## THE DATA
· · · · ·

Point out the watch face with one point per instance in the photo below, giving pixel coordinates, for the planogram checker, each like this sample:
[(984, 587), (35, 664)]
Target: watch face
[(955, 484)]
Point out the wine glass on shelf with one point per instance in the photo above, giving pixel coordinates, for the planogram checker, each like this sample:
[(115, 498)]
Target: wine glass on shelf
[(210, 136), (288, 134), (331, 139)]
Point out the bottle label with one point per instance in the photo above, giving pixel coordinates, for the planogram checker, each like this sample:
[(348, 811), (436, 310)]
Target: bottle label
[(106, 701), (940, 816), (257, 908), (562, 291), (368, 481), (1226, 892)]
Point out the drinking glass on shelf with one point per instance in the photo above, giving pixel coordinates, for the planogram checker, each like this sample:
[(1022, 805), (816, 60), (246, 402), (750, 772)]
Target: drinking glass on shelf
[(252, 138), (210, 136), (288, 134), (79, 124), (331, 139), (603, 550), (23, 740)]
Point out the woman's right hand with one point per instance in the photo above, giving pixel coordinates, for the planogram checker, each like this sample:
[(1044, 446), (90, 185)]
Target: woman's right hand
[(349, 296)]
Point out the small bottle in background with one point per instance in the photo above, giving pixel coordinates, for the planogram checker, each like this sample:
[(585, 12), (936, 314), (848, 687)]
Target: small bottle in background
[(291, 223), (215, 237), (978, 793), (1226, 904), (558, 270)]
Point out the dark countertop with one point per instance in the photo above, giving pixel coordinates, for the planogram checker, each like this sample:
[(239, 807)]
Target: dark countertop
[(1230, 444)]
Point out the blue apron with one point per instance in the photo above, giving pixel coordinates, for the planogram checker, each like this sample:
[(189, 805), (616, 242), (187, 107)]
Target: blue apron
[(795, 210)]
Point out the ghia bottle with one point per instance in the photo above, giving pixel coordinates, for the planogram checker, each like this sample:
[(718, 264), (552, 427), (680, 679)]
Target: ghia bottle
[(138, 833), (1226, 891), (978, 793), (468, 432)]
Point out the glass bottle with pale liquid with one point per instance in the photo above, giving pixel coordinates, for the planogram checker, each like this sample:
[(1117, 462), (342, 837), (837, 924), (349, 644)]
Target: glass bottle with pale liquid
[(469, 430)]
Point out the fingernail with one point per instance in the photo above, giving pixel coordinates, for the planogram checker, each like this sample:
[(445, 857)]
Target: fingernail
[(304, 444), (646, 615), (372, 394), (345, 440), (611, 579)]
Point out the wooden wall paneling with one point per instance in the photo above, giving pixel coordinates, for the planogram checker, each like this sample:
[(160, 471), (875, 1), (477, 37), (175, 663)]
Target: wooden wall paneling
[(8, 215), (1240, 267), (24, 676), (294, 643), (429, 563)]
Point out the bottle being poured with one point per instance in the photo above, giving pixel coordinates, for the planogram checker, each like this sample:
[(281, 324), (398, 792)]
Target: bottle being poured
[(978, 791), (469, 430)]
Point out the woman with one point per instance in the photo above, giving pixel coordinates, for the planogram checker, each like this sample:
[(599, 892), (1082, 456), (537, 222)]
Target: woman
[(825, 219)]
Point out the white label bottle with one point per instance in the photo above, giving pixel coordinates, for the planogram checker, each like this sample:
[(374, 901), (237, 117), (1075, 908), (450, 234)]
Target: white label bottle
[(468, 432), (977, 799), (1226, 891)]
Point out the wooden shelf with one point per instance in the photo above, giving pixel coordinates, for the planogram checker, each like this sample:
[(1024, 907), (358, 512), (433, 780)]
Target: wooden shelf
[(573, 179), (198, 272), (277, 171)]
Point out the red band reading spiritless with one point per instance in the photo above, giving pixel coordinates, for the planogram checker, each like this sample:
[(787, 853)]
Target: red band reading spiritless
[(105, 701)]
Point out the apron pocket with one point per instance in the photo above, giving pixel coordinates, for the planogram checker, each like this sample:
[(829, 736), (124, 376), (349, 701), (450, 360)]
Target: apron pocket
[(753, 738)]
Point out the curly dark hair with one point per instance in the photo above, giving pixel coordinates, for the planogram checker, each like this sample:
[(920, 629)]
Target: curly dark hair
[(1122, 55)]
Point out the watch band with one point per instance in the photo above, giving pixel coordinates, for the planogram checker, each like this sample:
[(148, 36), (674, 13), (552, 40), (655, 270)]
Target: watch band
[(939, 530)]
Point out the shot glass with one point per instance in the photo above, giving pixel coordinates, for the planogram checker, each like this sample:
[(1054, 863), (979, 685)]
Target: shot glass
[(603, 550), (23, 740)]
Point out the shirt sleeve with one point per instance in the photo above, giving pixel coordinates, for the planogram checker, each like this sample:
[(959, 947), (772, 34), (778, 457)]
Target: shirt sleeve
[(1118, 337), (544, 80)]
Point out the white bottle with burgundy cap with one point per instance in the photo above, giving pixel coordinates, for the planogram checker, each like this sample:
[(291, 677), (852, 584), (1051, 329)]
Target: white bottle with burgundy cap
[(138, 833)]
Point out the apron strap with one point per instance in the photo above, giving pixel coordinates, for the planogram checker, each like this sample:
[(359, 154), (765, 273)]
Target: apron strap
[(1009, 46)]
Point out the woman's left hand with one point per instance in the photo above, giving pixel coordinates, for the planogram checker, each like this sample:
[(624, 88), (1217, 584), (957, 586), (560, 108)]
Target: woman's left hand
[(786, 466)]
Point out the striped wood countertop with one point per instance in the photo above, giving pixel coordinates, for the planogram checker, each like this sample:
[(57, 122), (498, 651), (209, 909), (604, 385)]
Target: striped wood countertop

· · · · ·

## TRY IT
The required output is every line of the entries, starting at the one that contains "Target: woman's left hand" and ending at the last, copied exactly.

## ANSWER SPACE
Target: woman's left hand
[(786, 466)]
Point out the striped wood countertop with one point per instance in the photo above, giving pixel coordinates, for the planogram checker, each like this sample:
[(57, 122), (498, 651), (209, 909), (604, 385)]
Target: striped wood countertop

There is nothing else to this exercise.